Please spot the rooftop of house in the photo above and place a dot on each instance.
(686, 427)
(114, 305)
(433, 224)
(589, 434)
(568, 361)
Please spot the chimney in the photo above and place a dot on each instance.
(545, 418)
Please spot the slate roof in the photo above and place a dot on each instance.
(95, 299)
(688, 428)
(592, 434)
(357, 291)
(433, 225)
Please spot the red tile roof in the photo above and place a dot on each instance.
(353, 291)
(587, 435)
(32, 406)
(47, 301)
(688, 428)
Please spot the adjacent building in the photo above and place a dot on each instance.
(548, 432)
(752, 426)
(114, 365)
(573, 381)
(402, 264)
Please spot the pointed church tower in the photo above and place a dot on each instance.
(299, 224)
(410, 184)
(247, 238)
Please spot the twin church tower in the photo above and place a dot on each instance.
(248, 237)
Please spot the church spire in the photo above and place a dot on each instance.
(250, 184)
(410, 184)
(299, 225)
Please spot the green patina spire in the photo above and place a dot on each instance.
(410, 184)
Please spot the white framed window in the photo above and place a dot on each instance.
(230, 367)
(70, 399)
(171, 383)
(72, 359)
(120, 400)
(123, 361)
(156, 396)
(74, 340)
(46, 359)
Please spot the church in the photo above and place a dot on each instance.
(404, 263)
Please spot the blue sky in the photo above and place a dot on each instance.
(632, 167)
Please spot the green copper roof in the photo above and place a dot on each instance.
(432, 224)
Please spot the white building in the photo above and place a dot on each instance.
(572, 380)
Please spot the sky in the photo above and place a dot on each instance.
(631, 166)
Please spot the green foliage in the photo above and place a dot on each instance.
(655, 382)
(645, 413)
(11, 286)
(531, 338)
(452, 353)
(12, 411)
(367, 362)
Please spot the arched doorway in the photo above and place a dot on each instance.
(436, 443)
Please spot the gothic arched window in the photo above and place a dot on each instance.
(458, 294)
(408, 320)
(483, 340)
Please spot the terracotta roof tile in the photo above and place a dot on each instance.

» **REQUIRED WORK**: Extract every line of the listing above verbatim, from the first line through the last, with no changes to wording, punctuation or order.

» **WRITTEN RESPONSE**:
Please spot the rooftop of house in the photo above and place a dot on each instance.
(686, 427)
(114, 305)
(433, 224)
(589, 434)
(568, 361)
Please spot the chimney in the photo above and place a dot on each instance.
(545, 418)
Please spot the slate roof in the photo above and place a dot on each instance.
(95, 299)
(688, 428)
(592, 434)
(357, 291)
(433, 225)
Please spot the red tile roof in the photo above and place a dot on each instance.
(353, 291)
(587, 435)
(32, 406)
(47, 301)
(688, 428)
Please spot the adjacent building in the photo above and place a dot on each instance.
(548, 432)
(752, 426)
(114, 365)
(573, 381)
(402, 264)
Please spot the pointed church tower in the photo above and place a dot on each instance.
(299, 224)
(410, 184)
(247, 238)
Please spot the twin church tower in the photo above and place a dot on each instance.
(248, 237)
Please spot the church spire in the photo above and place a dot on each instance.
(250, 184)
(410, 184)
(299, 225)
Please spot the green patina spire in the photo above and place a dot on each instance.
(410, 184)
Please spot the white framed window in the photo above and place a dot on each instance.
(230, 367)
(70, 399)
(171, 383)
(72, 359)
(120, 400)
(123, 361)
(156, 396)
(74, 340)
(46, 359)
Please spot the church in the photo above and place a dot on each instance.
(404, 263)
Please spot the blue sky in the photo above and place a dot on each instance.
(632, 167)
Please spot the green copper roof in the photo above and place a dot on each instance.
(432, 224)
Please spot the white building in the photo above and place a dot on each instance.
(572, 380)
Please spot the sky in the photo above and place a dot on each instance.
(631, 166)
Please spot the green foliage in the photo above and place a dot on each instance.
(655, 382)
(645, 413)
(11, 286)
(531, 338)
(452, 353)
(12, 411)
(367, 362)
Please spot the arched doorway in the photo above and place a dot on each instance.
(436, 443)
Please spot the gothic arched window in the photo above and place a dot on each instance.
(458, 294)
(408, 320)
(483, 340)
Please spot the terracotta roof tile in the photo above and place a dot on each instance.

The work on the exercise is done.